What needs to be done = Repeat verbatim, and only, the lines of the data below, beginning at the line that contains "Query: marble countertop" and stopping after the line that contains "point_to reads the photo below".

Collected data:
#####
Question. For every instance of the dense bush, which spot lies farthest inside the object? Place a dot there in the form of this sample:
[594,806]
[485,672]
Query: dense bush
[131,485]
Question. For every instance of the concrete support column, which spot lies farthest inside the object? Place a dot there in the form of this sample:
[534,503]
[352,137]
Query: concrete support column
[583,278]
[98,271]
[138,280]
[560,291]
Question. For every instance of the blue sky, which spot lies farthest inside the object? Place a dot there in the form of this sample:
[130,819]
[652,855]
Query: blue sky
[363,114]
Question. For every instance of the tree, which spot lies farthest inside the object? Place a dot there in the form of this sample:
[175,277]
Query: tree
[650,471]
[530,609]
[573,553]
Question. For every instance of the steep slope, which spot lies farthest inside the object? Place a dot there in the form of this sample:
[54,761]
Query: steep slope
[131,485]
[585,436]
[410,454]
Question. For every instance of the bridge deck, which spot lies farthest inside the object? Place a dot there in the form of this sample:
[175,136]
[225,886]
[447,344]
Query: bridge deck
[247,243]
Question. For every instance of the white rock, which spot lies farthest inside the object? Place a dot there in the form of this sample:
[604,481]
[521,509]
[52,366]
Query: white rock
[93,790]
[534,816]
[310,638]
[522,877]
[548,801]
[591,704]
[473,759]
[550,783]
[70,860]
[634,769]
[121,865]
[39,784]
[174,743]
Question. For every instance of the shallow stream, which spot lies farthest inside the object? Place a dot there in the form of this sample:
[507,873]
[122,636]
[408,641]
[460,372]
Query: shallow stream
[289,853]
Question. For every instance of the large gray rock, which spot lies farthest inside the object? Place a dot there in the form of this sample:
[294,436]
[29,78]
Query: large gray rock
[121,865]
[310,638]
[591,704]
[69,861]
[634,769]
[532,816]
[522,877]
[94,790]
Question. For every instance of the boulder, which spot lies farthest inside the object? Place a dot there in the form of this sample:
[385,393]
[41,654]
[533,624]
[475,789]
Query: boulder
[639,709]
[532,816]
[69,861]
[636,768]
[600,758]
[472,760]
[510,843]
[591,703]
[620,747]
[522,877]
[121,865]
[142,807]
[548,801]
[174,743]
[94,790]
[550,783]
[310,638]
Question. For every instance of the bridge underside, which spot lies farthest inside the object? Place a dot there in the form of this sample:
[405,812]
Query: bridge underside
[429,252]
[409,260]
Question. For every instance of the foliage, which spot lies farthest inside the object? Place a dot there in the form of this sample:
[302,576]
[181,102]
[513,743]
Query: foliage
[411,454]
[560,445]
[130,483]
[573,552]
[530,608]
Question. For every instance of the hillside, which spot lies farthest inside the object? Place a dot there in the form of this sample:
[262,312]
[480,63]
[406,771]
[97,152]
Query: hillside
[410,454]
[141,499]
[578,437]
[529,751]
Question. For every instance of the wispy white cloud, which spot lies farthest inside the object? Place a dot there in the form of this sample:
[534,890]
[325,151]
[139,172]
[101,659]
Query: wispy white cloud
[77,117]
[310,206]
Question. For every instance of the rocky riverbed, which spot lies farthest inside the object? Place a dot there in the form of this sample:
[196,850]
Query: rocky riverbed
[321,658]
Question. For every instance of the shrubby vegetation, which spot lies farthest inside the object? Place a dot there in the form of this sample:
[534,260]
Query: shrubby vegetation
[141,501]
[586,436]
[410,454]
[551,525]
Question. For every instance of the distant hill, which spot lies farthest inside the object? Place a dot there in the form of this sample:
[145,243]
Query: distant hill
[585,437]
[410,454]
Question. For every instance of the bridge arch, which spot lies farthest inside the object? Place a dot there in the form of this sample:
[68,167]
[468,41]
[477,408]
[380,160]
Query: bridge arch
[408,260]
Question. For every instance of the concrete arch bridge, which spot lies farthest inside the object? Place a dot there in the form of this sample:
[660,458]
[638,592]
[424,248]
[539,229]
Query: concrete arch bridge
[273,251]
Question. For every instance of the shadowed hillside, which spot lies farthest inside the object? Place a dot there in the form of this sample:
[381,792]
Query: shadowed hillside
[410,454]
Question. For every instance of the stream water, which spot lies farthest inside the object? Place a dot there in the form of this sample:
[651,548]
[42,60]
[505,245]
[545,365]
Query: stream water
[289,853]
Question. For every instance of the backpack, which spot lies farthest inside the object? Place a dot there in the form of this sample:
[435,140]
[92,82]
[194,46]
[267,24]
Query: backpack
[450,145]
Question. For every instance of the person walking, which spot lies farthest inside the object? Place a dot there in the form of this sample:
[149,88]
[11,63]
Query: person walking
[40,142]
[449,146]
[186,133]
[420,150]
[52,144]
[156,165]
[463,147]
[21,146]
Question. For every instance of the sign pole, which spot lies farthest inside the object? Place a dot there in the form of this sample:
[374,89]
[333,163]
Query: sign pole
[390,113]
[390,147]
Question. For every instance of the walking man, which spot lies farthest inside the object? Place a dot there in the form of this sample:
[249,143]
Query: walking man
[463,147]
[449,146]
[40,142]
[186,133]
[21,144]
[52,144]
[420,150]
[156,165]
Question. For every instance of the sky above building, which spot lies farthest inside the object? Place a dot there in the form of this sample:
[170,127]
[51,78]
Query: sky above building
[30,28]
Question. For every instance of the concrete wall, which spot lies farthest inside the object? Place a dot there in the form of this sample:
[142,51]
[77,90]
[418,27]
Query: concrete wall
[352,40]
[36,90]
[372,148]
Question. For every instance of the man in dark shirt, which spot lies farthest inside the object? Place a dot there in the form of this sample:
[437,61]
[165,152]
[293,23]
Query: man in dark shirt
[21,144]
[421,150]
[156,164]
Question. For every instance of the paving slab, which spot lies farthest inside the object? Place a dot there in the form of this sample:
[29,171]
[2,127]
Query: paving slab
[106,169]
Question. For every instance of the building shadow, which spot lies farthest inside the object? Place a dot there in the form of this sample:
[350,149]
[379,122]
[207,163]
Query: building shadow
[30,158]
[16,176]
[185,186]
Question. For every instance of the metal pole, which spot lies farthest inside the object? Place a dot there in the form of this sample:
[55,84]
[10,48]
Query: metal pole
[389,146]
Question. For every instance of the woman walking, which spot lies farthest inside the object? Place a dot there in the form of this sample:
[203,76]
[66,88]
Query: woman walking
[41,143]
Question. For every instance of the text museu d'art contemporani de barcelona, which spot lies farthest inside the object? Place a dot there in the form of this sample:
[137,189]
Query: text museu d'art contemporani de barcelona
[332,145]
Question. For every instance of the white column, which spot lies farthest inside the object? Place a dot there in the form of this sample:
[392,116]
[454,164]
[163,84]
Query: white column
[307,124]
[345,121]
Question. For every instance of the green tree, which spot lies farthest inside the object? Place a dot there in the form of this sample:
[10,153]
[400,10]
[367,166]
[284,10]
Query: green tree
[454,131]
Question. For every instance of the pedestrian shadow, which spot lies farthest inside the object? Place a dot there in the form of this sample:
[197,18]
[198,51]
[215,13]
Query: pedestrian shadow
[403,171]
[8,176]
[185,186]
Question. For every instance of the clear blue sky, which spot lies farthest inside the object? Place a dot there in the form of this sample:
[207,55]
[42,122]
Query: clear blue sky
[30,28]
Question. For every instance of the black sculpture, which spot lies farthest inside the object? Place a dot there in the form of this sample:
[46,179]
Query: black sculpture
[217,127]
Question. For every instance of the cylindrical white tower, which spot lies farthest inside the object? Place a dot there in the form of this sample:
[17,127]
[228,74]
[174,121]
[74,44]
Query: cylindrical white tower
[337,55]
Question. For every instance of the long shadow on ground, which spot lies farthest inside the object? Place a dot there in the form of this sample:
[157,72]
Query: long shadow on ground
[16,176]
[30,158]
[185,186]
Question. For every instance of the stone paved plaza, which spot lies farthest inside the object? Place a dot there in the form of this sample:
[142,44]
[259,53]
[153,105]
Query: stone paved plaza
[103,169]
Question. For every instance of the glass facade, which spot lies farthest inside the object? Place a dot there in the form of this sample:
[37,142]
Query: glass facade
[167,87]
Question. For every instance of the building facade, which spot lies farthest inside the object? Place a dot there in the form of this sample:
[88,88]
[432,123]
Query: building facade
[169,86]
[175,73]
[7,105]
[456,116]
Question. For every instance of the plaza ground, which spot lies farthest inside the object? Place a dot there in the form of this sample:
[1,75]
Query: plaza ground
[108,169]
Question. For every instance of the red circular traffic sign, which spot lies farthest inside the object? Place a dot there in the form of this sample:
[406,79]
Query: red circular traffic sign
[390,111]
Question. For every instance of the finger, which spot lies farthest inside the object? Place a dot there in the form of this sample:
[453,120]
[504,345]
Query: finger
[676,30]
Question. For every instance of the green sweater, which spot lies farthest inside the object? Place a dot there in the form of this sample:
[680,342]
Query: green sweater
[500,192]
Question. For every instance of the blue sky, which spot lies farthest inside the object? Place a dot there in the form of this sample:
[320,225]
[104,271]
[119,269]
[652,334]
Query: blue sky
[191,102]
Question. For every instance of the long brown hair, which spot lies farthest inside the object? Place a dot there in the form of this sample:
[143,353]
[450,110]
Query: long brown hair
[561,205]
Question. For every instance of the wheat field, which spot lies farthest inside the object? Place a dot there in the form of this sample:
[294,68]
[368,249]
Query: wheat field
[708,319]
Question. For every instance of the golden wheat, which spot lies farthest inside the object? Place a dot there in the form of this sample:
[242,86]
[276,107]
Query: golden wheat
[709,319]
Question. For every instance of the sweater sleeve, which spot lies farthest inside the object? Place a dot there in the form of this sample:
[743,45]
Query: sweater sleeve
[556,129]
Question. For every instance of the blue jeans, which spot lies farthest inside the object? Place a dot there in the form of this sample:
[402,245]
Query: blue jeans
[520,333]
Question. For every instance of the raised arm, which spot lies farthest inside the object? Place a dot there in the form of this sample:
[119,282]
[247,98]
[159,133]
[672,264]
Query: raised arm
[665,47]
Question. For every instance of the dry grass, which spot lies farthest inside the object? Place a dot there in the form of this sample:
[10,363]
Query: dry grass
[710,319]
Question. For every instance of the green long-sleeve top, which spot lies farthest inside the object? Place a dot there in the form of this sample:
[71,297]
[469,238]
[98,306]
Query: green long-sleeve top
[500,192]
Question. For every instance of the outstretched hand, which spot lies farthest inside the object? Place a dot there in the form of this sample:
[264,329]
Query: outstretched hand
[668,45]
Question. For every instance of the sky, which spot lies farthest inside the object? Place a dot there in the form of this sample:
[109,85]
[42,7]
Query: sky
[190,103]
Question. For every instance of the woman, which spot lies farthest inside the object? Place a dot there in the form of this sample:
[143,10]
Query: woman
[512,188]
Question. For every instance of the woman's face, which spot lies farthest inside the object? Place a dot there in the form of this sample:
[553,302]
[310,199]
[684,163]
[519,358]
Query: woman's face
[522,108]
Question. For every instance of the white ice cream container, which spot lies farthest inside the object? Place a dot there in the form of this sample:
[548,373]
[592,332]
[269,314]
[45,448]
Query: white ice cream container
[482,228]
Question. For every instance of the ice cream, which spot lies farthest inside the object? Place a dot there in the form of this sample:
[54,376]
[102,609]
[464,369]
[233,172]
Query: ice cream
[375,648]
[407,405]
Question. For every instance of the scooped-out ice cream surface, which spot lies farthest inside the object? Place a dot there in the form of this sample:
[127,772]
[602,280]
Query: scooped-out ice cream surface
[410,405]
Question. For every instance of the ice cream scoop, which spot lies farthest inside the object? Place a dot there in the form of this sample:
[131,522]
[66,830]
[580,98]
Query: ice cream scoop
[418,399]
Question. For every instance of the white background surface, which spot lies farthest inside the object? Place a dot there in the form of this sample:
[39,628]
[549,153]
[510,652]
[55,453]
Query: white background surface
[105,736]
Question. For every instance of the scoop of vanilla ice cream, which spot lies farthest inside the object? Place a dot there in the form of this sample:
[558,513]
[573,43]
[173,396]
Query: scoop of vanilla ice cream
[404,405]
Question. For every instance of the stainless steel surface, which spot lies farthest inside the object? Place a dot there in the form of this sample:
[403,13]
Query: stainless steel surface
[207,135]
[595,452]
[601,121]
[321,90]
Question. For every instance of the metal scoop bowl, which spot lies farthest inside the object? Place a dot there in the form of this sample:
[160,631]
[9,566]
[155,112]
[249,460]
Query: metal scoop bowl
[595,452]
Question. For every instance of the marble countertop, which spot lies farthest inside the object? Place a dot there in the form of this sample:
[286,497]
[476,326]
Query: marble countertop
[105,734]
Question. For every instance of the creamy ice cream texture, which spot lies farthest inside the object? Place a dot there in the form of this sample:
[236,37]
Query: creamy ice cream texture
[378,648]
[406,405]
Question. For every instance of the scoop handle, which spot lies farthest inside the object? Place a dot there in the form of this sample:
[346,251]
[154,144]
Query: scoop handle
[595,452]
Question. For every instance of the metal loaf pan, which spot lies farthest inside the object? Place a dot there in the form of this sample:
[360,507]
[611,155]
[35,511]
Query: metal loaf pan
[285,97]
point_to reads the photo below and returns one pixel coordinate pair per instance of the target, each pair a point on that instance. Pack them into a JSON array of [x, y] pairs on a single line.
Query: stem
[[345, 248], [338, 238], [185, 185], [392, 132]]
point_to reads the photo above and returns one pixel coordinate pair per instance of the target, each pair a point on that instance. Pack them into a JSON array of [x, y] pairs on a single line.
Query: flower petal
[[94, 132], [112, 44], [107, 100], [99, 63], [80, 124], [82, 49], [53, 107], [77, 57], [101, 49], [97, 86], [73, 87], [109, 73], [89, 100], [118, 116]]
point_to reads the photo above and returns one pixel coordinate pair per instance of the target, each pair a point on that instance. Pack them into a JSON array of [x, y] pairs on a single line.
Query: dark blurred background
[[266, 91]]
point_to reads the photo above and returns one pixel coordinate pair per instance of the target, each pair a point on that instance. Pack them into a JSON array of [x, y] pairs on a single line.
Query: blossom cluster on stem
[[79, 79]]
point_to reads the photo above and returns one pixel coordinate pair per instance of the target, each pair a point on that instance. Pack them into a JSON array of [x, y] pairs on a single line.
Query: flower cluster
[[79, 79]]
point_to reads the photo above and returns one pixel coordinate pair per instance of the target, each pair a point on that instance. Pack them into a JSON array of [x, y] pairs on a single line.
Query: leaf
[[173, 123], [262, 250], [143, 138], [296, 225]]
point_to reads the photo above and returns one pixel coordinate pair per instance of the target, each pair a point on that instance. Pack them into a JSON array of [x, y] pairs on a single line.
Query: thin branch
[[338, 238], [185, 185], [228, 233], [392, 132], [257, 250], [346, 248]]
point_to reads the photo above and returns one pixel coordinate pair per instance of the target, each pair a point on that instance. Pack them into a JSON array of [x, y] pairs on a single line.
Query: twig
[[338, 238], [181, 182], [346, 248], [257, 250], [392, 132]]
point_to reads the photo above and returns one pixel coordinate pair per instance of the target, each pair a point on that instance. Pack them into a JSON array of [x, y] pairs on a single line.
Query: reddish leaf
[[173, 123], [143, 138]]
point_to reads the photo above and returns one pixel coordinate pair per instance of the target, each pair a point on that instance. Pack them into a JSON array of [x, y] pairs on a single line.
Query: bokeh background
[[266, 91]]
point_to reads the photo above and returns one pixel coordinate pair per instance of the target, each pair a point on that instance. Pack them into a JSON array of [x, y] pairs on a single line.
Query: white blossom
#####
Answer area =
Query: marble countertop
[105,734]
Question. For every instance of the creamy ice cream texture, which spot lies farthest inside the object? Place a dot there in the form of this sample:
[236,37]
Query: creamy ice cream texture
[378,648]
[406,405]
Question. For every instance of the scoop handle, which spot lies farthest inside the object? Place a dot there in the form of this sample:
[346,251]
[154,144]
Query: scoop handle
[595,452]
Question. For every instance of the metal loaf pan, which spot lies farthest inside the object? Place a dot there in the form of this sample:
[360,507]
[611,155]
[35,511]
Query: metal loaf pan
[285,97]
point_to reads the photo below and returns one pixel coordinate pair per instance of the target, each pair a point on that instance. Pack them into a JSON array of [x, y] pairs on a single line.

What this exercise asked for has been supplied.